[What you are asked to do] Tally the lines in the listing below that contain the word "metal", counting only matches with the same letter case. Give the number and nothing else.

[Data to use]
————
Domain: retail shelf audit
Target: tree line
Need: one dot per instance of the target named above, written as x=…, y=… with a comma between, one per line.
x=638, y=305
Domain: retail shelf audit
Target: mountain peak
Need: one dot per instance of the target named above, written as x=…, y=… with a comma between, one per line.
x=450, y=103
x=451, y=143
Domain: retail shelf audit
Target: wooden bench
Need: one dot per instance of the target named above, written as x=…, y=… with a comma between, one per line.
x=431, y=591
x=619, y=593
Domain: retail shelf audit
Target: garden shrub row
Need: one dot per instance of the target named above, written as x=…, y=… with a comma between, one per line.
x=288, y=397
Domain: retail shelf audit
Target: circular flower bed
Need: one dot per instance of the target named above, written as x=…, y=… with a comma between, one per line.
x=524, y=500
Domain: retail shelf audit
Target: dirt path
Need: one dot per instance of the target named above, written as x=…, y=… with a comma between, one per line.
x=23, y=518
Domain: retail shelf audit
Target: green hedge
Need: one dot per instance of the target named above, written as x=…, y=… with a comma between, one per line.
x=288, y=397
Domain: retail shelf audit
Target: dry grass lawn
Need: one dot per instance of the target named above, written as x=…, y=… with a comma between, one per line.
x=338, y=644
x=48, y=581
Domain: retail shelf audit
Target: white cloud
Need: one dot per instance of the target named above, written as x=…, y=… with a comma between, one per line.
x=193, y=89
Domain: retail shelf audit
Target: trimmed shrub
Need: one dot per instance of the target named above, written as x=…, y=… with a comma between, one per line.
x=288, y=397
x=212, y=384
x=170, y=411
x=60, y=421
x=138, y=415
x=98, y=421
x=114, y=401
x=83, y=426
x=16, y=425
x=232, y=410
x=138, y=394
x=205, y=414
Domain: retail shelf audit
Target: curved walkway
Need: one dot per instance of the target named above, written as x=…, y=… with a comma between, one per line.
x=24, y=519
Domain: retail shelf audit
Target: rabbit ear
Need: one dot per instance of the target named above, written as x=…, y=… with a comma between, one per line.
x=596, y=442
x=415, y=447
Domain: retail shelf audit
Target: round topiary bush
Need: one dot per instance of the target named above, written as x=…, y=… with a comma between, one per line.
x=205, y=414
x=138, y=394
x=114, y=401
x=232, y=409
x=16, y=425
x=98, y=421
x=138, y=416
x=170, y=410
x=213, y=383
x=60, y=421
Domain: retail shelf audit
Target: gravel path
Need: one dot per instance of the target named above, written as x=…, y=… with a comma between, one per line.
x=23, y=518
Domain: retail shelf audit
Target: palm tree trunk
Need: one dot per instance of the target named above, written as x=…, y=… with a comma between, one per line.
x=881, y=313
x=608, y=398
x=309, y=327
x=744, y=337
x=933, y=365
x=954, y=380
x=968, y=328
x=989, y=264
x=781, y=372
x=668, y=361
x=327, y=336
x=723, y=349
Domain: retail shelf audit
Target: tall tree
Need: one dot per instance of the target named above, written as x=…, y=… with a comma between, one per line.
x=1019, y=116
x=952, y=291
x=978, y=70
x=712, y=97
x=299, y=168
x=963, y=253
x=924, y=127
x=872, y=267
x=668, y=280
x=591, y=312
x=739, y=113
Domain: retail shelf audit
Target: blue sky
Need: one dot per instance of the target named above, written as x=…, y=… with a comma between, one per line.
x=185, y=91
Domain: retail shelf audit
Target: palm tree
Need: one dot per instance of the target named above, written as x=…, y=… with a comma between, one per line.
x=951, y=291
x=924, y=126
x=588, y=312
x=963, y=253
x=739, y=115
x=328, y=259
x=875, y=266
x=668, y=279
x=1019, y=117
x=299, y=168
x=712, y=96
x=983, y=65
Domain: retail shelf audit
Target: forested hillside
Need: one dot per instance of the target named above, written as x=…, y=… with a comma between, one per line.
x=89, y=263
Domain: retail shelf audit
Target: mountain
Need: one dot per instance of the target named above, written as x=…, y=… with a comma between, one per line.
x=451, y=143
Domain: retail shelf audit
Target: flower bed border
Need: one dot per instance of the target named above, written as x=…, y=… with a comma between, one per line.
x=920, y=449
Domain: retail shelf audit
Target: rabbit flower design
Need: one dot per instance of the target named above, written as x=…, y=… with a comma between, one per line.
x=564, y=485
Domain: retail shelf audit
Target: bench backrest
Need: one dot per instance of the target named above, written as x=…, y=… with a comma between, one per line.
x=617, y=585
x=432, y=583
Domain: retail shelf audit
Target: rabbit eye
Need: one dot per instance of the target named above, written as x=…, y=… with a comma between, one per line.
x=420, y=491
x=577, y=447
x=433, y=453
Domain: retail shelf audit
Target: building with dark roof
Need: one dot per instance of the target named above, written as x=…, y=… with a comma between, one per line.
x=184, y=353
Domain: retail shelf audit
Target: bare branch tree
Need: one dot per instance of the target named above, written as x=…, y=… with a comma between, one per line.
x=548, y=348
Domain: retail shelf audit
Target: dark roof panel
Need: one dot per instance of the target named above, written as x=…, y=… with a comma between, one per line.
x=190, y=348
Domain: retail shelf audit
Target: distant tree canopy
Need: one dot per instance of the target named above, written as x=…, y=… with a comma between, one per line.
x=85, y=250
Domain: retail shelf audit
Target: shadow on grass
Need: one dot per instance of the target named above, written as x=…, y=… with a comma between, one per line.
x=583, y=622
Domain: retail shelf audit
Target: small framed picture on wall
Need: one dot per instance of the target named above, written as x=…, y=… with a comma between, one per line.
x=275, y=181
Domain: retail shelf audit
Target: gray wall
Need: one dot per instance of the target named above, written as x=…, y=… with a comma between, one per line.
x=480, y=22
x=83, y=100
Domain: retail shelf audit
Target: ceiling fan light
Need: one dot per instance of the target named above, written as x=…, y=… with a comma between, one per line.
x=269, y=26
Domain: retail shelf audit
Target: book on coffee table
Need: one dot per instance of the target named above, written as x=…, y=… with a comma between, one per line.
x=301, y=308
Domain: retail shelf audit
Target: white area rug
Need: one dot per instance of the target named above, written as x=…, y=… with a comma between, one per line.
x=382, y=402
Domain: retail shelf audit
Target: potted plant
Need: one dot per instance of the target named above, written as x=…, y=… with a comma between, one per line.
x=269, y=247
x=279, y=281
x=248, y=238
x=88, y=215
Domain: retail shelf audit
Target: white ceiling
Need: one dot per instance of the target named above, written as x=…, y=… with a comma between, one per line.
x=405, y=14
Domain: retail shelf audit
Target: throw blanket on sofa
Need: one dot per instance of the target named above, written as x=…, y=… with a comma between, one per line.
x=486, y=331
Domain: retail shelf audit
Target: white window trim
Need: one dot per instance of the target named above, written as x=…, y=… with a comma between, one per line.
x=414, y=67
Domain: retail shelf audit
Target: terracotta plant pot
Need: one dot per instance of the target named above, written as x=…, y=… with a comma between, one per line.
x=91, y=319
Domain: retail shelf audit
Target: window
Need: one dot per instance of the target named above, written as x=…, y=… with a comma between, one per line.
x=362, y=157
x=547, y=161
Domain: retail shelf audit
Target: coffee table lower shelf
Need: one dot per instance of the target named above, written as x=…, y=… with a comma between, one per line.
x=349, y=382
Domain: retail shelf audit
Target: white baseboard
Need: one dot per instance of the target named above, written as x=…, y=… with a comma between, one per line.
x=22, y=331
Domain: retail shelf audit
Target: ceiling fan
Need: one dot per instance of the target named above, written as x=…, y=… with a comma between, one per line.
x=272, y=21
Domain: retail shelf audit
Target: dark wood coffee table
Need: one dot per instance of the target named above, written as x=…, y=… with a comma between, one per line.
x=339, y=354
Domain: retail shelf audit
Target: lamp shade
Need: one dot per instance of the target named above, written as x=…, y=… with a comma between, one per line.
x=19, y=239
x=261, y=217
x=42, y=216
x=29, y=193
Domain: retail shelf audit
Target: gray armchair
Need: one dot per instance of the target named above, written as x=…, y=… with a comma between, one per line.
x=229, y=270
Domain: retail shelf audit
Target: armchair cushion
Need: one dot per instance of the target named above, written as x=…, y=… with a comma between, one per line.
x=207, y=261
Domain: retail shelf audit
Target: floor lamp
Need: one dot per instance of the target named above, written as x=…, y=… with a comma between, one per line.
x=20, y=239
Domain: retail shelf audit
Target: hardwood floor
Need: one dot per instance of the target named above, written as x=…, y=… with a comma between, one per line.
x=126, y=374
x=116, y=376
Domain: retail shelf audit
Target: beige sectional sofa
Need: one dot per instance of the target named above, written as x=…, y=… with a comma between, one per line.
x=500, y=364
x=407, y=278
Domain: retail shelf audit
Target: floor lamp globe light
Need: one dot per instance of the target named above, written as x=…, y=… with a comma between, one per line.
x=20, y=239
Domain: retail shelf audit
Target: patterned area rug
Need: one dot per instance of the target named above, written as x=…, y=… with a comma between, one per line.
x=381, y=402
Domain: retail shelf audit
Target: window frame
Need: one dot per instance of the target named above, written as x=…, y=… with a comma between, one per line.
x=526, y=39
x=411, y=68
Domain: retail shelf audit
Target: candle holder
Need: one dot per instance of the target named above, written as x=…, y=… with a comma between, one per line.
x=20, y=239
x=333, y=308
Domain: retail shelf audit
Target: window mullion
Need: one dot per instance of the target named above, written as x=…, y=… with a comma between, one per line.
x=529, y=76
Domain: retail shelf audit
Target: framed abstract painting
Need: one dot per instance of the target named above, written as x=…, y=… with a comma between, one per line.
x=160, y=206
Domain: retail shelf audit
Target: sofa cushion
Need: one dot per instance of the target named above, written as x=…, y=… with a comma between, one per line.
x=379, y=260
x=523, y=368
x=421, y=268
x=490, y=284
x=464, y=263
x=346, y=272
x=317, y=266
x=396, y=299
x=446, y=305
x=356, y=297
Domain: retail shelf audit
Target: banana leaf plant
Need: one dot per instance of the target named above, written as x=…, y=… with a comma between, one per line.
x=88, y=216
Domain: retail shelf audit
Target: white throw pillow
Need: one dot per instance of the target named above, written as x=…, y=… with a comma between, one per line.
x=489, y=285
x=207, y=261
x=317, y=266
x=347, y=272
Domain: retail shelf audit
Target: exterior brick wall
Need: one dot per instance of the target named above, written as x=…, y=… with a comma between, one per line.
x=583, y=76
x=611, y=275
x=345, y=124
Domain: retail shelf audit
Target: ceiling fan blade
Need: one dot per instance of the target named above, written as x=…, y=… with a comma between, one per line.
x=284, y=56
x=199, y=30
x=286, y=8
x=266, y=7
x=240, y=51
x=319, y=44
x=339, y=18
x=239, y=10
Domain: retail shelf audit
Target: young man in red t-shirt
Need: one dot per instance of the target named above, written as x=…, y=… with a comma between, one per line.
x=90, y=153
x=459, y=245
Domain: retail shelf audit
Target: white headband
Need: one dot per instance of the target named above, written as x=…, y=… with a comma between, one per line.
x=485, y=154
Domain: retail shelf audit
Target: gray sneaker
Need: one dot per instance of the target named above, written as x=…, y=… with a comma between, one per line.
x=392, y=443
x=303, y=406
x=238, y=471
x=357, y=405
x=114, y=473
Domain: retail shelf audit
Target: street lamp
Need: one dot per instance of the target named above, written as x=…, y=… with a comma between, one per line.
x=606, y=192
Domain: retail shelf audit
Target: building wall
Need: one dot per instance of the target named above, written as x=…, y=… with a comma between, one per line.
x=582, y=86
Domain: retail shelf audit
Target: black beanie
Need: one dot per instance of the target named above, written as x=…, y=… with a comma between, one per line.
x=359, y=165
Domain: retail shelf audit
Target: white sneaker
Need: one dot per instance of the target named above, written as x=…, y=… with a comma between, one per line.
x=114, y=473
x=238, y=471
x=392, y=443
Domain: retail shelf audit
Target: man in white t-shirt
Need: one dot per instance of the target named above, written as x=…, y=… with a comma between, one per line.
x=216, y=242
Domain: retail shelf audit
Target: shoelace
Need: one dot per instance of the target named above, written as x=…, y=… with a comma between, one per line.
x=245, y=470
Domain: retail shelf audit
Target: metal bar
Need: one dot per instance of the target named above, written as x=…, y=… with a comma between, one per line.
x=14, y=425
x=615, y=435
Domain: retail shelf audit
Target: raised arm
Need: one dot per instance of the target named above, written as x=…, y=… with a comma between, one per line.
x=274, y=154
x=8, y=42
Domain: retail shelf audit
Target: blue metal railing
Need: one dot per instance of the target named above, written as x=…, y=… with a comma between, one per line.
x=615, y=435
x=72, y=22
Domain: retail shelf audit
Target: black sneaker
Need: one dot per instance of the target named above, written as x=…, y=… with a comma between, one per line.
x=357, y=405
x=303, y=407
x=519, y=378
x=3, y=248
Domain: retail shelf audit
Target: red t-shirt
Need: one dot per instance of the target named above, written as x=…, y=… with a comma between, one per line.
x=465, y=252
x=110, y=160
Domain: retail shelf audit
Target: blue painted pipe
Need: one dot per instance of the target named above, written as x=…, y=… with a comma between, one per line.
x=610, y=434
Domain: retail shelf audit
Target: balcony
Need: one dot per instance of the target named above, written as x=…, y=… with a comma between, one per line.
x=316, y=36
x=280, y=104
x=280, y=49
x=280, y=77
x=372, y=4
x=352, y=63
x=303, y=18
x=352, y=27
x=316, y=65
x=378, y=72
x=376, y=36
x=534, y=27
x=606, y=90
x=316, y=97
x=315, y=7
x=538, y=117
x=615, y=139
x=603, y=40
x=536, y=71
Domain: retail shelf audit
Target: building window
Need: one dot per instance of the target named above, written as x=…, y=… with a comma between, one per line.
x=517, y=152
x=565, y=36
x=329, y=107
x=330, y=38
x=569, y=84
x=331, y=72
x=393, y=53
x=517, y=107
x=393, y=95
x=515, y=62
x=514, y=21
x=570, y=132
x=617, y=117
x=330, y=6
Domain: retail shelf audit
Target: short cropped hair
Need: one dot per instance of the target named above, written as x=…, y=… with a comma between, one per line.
————
[Answer] 2